• **Exercise text**:
Guest stars on the episode included Matt Winston, who appeared for the fourth time as Temporal Agent Daniels, having last played him in the second-season episode "Shockwave". Returning to Star Trek, but appearing for the first time in Enterprise, was Leland Orser, who played Loomis. He previously appeared in the Star Trek: Voyager episode "Revulsion", as well as the Star Trek: Deep Space Nine episodes "The Die Is Cast" and "Sanctuary". Jeffrey Dean Morgan disliked portraying a Xindi Reptilian in "Carpenter Street". He later explained that "I had to pay my bills. I knew I'd play some guy saying some stuff. Then I got a call saying I needed to go in for a prosthetic fitting. I remember them dripping goop on my face, and I had straws sticking out of my nose. I couldn't eat lunch. I was claustrophobic. I'd go home in tears. This was the job that made me want to quit acting."

Filming began October 10, 2003, on the standing Enterprise sets as well as a temporary set which represented Loomis' apartment. It continued on the following Monday, along with production on both "Twilight" and "Similitude". On October 13, location shots began for "Carpenter Street" in downtown Los Angeles. As these scenes take place in darkness, they did not start until dusk and the shoot was conducted overnight. The first night comprised the scenes in 21st century vehicles, and the rest of the week was spent at the Lacy Street Production Center, which had urban settings which could represent the downtown Detroit area. During the following week, the production moved back to the Paramount lot where the standing New York Street back lot was used; this included the use of one area where a scene from Francis Ford Coppola's The Godfather (1972) had been shot. The episode finished filming on October 23, including an overlap with the production of "Chosen Realm" on October 22.

==Reception==

"Carpenter Street" first aired on November 26, 2003, on the UPN network in the United States. It received a Nielsen rating of 2.9/4 percent, meaning that it was watched by 2.9 percent of all adults and 4 percent of all adults watching television at the time of the broadcast. This was the lowest ratings received by any episode during the third season. This slump had been attributed to the date of the broadcast, which had taken place on the night before Thanksgiving, a day which typically sees a large number of people travel, thereby decreasing the overall ratings of television shows.

In her review for the website TrekNation, Michelle Erica Green said that the episode entertained, but was an "ultimately pointless time-travel episode that redeems its existence primarily by not requiring a reset button." She thought that Orser was "superb" as the "repugnant" Loomis, and the episode was "entertaining fluff" but was "warm and witty and well-done." Jamahl Epsicokhan of Jammer's Reviews, called the episode a "turkey" and said that it was "a mediocre time-travel bore with barely enough plot for me to accuse of not making sense." He criticized the lack of explanation given to the Xindi's involvement in the Temporal Cold War, and said that the plot itself was akin to "swiss cheese" due to the number of plot holes. He gave the episode a score of one and a half out of four. Herc of Ain't It Cool News gave the episode 2.5 out of five, and said fans would likely react to the episode "with a collective shrug" and expressed his disappointment that "nothing of consequence is changed, learned or advanced."

The Digital Fix called this episode "dark and gritty" and said it brought some fun ideas.

==Home media release==
A home media release of "Carpenter Street" has been as part of the season three DVD box set, released in the United States on September 27, 2005. The Blu-ray release of Enterprise was announced in early 2013, and released on January 7, 2014.

• **Data records**:
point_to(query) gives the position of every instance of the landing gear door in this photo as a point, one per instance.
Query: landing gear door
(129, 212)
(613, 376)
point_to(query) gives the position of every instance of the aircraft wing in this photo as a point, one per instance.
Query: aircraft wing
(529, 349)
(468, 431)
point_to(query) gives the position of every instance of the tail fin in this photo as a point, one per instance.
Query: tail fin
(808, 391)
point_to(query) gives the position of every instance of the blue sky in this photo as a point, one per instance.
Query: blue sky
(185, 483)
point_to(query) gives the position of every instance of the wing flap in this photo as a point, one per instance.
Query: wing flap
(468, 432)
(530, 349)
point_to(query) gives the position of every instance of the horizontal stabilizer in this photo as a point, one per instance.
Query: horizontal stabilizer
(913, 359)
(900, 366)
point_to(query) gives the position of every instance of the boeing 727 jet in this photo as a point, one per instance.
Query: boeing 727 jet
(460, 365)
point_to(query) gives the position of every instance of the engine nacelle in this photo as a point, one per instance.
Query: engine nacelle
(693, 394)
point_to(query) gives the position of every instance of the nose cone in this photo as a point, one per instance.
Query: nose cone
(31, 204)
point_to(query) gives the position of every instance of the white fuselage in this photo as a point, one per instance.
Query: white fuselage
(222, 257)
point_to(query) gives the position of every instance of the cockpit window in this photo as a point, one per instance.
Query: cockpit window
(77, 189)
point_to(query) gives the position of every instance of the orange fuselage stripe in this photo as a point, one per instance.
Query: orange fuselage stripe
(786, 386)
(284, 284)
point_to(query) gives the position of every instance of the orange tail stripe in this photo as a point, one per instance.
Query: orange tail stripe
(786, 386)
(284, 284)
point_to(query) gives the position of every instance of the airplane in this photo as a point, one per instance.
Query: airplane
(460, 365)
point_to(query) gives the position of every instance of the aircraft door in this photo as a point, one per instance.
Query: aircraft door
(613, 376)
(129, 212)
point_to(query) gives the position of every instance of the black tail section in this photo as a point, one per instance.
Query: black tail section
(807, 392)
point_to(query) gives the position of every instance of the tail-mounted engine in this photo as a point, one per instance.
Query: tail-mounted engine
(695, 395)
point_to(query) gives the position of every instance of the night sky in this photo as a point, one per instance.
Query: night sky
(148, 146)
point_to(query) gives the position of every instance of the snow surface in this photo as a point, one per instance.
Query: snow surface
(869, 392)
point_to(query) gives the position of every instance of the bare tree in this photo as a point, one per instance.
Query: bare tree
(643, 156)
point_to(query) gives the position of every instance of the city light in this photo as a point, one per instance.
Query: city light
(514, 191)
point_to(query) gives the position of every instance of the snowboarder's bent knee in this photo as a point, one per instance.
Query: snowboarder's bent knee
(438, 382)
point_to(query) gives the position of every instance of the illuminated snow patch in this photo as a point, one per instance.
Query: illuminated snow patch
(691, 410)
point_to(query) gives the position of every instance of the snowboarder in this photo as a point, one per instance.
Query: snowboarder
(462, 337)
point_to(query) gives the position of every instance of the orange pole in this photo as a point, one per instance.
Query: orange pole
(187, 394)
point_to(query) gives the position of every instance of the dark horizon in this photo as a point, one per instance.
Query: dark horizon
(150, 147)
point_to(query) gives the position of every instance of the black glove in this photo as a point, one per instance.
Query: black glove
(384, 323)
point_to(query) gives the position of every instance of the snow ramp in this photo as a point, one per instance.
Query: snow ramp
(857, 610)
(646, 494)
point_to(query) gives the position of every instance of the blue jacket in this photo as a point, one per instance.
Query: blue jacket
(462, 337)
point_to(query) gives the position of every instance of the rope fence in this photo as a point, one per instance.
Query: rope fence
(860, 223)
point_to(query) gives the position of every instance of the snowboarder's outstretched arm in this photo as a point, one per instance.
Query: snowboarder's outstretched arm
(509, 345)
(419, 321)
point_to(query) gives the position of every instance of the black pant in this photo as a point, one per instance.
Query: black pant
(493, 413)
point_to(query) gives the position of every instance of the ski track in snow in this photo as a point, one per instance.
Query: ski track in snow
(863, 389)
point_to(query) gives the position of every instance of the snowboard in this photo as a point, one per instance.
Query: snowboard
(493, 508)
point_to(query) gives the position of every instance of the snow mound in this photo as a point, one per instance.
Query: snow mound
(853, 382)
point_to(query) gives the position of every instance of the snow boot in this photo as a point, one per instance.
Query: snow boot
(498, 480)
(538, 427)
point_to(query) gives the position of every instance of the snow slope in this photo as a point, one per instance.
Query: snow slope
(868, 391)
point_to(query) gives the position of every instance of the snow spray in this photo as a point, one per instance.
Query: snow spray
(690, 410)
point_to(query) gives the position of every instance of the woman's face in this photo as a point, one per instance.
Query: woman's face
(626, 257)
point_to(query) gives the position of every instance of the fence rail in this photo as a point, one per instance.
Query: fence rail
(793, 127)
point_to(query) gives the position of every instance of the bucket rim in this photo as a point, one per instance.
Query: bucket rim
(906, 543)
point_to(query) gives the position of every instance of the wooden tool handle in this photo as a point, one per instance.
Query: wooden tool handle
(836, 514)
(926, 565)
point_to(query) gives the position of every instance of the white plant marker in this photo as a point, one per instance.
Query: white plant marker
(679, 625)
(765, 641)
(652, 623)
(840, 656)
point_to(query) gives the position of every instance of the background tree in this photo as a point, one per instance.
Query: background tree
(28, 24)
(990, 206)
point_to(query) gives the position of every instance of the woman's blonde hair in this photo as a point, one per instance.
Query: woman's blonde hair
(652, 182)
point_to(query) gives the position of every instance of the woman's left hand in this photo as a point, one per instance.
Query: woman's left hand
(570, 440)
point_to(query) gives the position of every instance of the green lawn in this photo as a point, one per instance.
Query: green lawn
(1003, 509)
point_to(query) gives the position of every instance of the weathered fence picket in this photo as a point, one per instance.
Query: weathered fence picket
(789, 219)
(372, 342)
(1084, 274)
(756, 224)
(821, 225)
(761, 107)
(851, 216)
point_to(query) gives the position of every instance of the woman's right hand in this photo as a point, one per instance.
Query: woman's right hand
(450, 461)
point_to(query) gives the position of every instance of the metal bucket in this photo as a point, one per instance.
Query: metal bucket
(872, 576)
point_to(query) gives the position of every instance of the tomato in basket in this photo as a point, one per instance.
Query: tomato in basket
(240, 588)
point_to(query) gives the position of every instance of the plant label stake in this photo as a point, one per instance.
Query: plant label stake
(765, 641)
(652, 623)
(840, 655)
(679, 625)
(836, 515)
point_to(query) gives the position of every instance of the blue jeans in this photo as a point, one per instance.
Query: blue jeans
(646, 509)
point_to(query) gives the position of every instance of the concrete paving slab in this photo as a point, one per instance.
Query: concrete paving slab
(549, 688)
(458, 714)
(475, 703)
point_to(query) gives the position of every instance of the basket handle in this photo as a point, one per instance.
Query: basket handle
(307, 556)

• **Your task**:
According to the text about the "Carpenter Street" episode, on what date did filming finish? These records were taken from a different source than the text.

• **Expected answer**:
October 23, 2003.